AIM: From the records below, pull out the lines between the line holding "For this challenge, identify the wood grain" and the line holding "point(768, 335)", inclusive, and reproduce them without any change. Leave the pictures out of your answer.

(Excerpts of location labeling data)
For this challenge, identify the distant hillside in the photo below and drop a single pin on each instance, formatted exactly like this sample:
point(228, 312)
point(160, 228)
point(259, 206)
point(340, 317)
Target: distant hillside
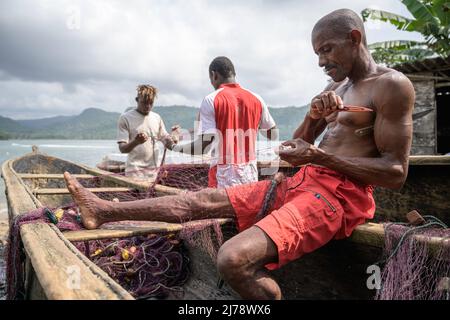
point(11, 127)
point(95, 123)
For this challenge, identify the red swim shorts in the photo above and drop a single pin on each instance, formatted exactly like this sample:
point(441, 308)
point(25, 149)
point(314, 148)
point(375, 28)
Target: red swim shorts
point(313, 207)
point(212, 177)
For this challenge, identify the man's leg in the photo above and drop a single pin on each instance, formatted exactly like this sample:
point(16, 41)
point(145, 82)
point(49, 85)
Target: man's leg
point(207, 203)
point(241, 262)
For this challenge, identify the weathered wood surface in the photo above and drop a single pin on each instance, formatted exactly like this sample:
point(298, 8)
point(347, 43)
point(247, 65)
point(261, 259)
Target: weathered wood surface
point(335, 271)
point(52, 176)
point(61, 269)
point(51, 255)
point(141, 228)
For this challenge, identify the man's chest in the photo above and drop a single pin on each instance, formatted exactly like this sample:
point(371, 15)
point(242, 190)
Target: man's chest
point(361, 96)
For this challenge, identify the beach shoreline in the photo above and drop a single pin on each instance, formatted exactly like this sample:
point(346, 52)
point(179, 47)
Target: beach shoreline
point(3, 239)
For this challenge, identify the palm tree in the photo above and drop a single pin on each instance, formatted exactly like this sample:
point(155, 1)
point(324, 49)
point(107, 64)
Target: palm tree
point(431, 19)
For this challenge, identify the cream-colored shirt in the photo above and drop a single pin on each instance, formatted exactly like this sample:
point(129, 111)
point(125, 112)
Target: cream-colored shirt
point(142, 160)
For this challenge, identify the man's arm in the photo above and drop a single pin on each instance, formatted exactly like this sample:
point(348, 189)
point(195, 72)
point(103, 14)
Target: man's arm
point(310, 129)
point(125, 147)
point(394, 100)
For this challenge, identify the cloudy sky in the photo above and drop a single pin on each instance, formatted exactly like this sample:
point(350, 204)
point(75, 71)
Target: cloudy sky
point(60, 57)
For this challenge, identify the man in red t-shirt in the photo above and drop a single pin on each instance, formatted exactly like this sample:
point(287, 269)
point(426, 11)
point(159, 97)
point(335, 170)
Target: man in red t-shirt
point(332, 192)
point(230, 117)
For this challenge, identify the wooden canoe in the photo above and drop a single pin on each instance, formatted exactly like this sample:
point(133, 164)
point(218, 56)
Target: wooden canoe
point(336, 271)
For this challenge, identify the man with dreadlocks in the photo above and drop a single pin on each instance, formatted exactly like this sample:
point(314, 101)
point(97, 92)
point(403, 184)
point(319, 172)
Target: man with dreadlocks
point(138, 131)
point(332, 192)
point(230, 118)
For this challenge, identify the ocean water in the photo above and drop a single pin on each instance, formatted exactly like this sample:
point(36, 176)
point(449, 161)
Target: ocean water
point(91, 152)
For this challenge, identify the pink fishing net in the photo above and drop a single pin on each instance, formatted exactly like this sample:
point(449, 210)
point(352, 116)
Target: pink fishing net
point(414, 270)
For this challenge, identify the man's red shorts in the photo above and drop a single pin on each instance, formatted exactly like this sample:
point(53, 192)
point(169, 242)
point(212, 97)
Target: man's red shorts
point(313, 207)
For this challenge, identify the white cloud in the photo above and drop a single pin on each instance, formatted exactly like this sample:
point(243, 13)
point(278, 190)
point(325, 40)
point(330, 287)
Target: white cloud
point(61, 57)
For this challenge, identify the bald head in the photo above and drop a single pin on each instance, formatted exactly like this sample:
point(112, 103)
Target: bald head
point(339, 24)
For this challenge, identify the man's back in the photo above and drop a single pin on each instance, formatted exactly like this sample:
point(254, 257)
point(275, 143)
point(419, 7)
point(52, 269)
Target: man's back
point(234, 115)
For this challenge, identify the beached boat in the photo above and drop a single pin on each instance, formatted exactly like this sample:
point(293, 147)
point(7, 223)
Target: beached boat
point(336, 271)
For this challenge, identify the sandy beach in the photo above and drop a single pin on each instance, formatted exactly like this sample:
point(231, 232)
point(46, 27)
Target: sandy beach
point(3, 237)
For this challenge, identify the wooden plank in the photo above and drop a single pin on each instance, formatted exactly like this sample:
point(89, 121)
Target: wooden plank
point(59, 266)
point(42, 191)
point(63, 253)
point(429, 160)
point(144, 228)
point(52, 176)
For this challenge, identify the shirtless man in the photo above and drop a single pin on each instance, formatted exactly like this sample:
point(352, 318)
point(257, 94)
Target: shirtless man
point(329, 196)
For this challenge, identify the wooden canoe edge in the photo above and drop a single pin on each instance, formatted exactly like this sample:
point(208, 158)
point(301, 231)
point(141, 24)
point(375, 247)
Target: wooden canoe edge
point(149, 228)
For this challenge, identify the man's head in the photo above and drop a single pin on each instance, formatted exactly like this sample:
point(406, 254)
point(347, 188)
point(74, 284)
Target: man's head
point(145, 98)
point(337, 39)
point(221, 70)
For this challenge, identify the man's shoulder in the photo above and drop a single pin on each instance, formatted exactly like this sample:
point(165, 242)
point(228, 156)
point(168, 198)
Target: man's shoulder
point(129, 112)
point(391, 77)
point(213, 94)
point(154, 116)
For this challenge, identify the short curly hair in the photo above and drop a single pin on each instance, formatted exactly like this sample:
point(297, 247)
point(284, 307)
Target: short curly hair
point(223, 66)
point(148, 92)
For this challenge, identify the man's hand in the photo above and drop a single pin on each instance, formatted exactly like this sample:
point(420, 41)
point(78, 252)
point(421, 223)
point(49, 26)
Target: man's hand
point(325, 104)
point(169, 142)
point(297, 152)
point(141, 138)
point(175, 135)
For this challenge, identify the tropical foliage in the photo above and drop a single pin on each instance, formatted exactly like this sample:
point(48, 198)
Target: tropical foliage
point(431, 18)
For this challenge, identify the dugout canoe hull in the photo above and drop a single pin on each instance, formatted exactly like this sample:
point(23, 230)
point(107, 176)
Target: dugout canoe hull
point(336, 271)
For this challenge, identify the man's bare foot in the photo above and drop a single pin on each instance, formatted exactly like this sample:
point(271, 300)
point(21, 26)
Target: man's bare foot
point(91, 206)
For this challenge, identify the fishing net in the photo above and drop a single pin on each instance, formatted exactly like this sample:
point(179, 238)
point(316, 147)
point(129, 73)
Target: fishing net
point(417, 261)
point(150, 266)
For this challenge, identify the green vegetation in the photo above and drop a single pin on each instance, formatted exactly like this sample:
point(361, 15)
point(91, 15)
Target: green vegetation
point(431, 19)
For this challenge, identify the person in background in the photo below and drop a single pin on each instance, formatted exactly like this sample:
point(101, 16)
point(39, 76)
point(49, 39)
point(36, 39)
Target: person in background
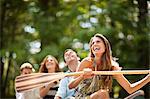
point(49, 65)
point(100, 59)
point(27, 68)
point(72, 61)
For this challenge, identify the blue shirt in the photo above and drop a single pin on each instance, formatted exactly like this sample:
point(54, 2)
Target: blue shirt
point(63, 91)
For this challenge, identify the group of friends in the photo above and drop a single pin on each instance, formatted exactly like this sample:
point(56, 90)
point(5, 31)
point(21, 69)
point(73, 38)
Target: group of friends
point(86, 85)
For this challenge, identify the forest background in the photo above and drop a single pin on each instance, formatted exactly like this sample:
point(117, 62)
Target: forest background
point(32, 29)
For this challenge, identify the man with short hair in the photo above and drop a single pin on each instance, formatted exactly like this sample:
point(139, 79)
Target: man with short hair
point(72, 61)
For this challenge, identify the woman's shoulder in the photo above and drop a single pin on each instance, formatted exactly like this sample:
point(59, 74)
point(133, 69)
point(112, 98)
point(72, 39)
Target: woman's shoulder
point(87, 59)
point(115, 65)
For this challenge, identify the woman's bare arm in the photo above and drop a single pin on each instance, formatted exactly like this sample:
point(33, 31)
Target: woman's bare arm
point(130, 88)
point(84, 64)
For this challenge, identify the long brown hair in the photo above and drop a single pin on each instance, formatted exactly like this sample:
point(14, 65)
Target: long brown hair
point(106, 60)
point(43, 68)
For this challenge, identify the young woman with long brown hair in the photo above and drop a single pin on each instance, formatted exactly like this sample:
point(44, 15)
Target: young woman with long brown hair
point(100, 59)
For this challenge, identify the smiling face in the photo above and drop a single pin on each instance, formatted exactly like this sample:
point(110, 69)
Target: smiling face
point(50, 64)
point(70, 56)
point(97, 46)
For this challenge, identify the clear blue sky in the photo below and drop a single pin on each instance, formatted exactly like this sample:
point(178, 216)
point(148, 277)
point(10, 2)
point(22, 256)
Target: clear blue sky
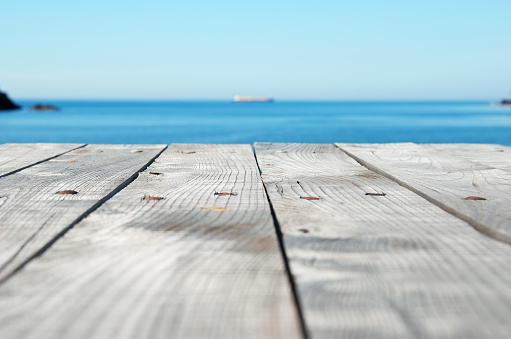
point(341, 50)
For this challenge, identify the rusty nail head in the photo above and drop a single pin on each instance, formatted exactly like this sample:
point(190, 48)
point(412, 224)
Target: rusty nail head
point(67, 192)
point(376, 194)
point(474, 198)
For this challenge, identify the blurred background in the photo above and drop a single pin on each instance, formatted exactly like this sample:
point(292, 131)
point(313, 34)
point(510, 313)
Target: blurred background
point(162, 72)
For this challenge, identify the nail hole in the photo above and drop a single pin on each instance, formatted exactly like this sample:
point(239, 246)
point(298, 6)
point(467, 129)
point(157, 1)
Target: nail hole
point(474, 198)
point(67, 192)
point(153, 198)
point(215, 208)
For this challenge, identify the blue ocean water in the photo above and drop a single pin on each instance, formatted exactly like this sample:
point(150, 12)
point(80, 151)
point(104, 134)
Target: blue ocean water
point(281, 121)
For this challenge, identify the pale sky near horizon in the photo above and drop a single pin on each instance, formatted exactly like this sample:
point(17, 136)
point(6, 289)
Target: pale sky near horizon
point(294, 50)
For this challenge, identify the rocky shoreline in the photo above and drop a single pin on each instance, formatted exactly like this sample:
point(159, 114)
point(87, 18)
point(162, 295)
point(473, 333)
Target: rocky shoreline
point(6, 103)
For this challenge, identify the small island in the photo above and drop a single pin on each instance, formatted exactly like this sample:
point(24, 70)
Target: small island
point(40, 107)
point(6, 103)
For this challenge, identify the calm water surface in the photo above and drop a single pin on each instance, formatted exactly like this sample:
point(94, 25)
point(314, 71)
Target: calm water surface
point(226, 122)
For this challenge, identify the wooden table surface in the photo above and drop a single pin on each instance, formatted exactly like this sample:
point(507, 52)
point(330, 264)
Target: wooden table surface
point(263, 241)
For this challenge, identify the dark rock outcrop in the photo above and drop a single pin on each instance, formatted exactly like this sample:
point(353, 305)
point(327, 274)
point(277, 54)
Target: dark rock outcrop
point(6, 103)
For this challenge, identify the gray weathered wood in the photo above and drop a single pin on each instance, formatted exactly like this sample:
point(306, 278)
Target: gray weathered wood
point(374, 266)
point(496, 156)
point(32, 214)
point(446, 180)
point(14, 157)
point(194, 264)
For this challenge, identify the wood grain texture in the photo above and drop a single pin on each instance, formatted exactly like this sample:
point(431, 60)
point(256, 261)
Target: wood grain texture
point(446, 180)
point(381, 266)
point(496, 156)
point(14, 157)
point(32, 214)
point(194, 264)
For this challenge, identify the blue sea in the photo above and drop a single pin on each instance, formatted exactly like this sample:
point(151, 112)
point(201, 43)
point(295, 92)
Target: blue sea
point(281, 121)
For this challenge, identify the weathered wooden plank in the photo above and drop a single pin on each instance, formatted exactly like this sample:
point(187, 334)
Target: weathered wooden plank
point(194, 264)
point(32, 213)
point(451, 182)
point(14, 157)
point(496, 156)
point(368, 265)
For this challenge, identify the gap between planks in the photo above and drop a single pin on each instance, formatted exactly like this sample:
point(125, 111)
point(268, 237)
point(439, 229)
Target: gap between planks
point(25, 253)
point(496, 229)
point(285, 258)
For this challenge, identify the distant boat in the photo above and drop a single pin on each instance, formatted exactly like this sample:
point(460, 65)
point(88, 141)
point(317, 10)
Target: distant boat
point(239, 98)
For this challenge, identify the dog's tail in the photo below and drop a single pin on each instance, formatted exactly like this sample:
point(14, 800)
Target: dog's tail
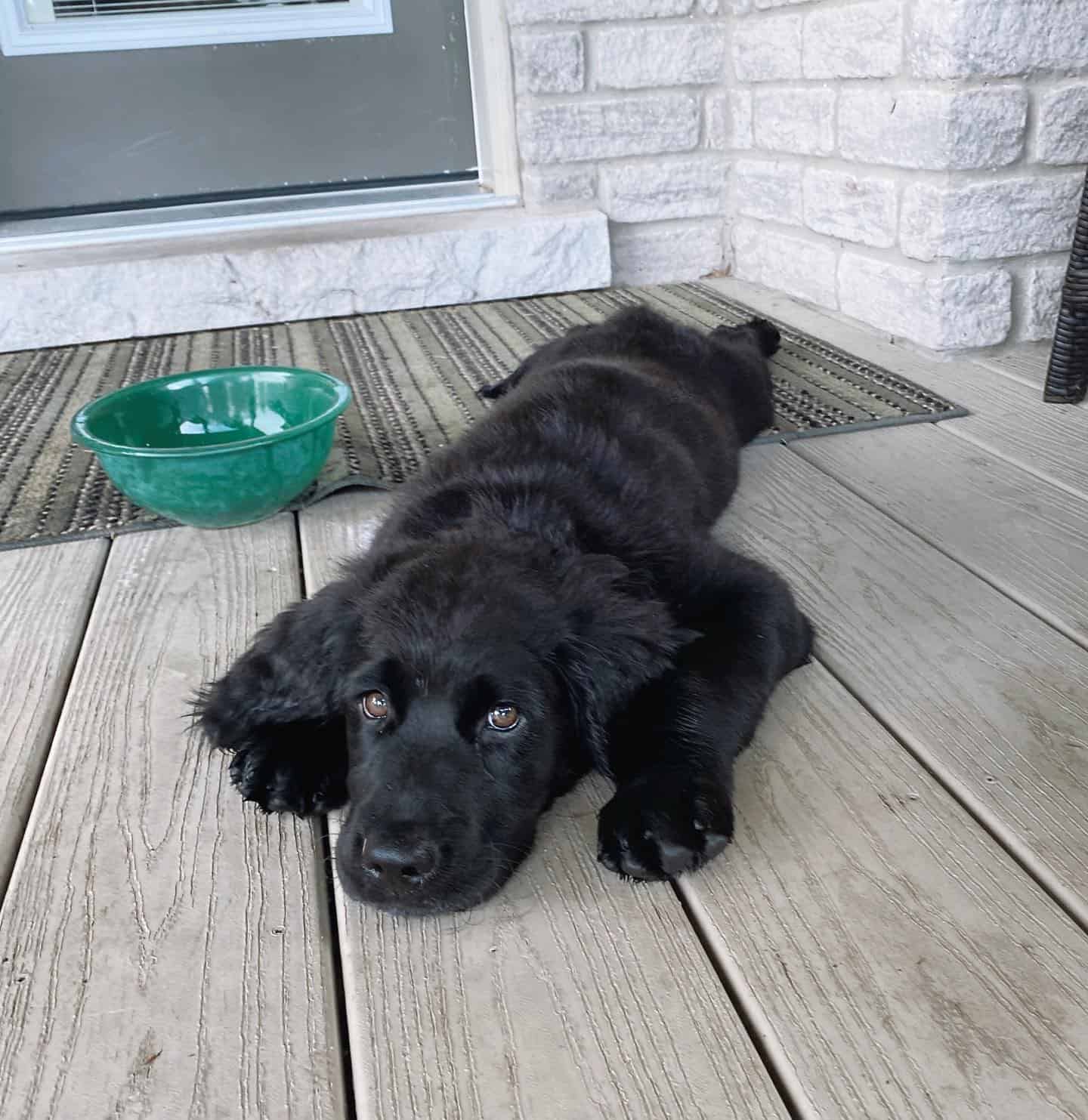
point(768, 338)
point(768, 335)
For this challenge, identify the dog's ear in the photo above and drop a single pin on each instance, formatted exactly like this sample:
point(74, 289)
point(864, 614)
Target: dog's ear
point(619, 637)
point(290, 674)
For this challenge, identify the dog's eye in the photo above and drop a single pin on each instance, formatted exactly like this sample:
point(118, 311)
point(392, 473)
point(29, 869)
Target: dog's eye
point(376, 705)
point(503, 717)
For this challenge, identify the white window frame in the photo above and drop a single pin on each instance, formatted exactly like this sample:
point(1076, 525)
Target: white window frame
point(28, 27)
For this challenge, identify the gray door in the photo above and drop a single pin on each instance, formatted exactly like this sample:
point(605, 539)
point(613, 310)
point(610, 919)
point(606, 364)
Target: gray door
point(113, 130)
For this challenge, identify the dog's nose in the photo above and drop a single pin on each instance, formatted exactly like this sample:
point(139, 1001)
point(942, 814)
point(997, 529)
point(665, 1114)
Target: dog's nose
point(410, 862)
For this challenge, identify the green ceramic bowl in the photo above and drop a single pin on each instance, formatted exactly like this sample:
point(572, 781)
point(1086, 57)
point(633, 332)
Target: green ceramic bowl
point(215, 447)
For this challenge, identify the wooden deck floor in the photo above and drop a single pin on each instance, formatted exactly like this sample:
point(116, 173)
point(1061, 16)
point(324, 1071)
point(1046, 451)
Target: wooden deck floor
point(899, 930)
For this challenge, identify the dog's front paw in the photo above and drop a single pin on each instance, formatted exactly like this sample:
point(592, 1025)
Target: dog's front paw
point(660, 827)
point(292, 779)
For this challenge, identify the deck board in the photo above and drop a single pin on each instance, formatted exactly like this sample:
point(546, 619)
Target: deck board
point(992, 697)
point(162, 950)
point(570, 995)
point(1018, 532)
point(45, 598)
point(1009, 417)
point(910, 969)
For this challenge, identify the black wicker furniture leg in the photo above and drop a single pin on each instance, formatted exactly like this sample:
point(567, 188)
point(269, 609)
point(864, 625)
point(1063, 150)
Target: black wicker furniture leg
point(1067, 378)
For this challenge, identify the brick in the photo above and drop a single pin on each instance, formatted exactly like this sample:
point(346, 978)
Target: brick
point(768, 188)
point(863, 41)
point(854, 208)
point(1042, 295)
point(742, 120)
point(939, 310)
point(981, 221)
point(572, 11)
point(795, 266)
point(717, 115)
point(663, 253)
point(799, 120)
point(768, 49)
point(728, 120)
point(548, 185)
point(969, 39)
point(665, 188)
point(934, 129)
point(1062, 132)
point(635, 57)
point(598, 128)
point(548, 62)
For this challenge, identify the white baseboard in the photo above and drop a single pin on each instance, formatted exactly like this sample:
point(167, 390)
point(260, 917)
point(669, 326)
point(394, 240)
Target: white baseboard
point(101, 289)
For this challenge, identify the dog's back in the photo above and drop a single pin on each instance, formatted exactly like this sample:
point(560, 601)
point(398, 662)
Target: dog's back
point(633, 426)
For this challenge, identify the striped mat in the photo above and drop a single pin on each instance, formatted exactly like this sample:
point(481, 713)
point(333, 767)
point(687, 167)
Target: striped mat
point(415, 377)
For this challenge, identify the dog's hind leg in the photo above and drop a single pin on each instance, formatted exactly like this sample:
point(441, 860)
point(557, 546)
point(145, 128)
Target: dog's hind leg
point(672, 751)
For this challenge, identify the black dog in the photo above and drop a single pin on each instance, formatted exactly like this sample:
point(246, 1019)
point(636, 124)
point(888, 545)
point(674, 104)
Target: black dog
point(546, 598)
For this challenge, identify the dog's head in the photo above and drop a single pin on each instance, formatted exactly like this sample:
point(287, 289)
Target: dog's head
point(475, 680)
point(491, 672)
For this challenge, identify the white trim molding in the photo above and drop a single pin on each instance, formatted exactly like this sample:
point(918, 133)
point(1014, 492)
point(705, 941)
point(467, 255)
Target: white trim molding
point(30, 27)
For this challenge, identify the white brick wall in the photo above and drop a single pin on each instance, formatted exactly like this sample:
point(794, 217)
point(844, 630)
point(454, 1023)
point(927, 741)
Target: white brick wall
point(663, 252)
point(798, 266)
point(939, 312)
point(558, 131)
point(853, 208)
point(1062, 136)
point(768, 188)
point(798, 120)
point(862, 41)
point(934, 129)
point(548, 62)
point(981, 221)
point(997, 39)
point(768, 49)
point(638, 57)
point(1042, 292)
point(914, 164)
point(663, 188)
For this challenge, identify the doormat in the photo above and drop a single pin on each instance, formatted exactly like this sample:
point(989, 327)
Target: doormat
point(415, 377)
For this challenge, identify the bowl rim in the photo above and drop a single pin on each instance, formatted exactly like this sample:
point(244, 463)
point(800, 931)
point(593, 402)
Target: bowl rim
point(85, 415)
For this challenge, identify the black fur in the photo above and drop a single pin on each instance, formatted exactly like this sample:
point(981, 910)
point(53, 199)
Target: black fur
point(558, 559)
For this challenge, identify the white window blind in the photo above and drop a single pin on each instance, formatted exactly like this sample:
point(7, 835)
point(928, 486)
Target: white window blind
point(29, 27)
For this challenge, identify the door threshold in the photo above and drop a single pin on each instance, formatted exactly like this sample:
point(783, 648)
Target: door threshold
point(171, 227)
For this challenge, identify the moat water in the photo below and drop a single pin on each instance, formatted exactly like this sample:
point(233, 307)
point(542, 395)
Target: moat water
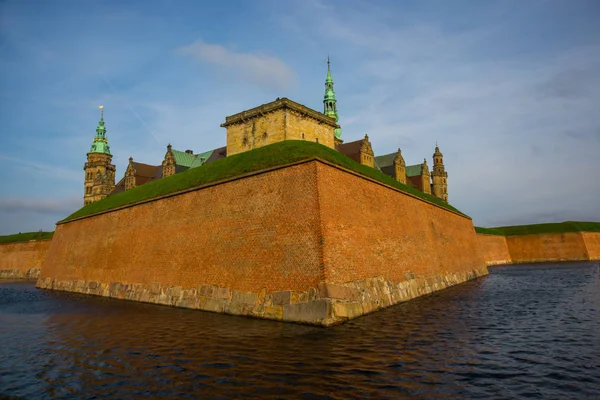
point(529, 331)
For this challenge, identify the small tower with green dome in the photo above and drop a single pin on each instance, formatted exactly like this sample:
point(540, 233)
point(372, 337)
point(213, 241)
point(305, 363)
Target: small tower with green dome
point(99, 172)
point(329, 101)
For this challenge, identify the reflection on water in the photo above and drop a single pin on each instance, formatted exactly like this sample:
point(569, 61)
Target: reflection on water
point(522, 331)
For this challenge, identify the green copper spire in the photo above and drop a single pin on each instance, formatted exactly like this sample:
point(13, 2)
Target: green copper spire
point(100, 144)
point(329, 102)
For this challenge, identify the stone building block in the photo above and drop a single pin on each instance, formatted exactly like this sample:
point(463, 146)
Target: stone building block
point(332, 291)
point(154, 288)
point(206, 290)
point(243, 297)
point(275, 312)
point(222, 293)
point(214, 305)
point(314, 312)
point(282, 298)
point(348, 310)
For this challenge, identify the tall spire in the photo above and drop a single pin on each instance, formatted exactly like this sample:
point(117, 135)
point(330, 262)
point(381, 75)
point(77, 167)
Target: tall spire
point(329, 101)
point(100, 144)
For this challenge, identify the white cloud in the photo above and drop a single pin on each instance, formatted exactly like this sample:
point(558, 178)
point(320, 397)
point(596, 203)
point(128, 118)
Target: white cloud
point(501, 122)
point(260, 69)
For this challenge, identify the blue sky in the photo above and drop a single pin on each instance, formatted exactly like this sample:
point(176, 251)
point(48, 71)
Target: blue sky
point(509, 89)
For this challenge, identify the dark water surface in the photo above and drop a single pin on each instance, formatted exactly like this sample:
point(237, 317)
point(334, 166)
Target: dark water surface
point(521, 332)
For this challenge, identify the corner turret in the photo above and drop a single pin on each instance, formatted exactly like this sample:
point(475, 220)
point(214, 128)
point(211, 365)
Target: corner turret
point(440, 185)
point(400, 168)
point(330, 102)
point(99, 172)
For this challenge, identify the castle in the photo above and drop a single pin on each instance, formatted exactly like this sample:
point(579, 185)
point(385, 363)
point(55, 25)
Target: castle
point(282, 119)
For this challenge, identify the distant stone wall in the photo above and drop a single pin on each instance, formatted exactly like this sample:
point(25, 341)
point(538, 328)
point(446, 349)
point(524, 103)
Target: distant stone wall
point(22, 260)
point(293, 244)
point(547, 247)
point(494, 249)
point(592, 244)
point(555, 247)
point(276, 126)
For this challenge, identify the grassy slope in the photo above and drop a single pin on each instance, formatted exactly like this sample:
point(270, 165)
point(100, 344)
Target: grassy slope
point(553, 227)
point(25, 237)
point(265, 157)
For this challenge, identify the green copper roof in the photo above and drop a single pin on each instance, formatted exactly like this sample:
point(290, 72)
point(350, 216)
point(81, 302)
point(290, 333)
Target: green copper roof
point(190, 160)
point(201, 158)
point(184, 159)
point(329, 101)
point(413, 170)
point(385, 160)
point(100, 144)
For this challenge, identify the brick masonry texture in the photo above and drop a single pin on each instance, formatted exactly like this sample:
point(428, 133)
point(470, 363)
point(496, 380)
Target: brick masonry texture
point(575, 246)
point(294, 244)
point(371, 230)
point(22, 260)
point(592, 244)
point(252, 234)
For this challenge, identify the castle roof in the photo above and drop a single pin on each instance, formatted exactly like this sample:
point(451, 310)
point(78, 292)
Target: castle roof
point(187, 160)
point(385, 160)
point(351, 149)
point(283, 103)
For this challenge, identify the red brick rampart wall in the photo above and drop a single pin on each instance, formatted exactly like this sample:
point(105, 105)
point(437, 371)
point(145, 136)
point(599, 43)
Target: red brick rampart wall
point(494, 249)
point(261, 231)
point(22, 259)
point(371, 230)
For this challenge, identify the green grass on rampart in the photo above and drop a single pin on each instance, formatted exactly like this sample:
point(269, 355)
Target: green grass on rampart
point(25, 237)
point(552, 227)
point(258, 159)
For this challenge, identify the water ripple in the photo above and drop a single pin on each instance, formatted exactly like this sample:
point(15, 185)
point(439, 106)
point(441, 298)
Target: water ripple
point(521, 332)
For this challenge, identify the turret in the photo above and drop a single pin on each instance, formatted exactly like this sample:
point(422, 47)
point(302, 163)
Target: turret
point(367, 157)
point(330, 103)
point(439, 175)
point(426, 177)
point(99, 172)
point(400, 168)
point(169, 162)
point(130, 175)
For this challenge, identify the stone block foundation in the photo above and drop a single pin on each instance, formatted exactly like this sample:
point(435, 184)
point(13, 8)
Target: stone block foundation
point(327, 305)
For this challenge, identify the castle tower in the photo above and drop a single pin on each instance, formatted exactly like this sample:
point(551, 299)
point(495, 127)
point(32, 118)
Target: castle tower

RESPONSE TO THE EXERCISE:
For this challenge, identify the wood grain texture in the photo above and drop a single pin on each instance, formatted exactly like this sample:
point(431, 60)
point(256, 261)
Target: wood grain texture
point(446, 180)
point(381, 266)
point(496, 156)
point(14, 157)
point(32, 214)
point(194, 264)
For this challenge, identify the blue sea in the photo above and drop a single pin on each instance, formatted exactly like this sample:
point(151, 112)
point(201, 43)
point(295, 92)
Target: blue sea
point(281, 121)
For this challenge, identify the weathered wooden plank in the photo above and drop a single pin on each instance, formatted exactly like this sample:
point(187, 334)
Target: weathered wooden plank
point(194, 264)
point(32, 213)
point(451, 182)
point(14, 157)
point(496, 156)
point(368, 265)
For this challenge, identify the gap between planks in the photo above and drop a single pin on each instance, formatted exactly like this sample:
point(125, 111)
point(268, 237)
point(439, 229)
Target: gap between planks
point(25, 253)
point(496, 229)
point(285, 258)
For this challenge, identify the distant boat in the photo above and drop a single pin on each instance, formatted exactly like this sample:
point(460, 65)
point(88, 141)
point(317, 10)
Target: distant boat
point(239, 98)
For this challenge, identify the dog's tail in the photo below and drop a single pin on each instance, formatted exactly like this sample:
point(14, 800)
Target: dog's tail
point(768, 338)
point(768, 335)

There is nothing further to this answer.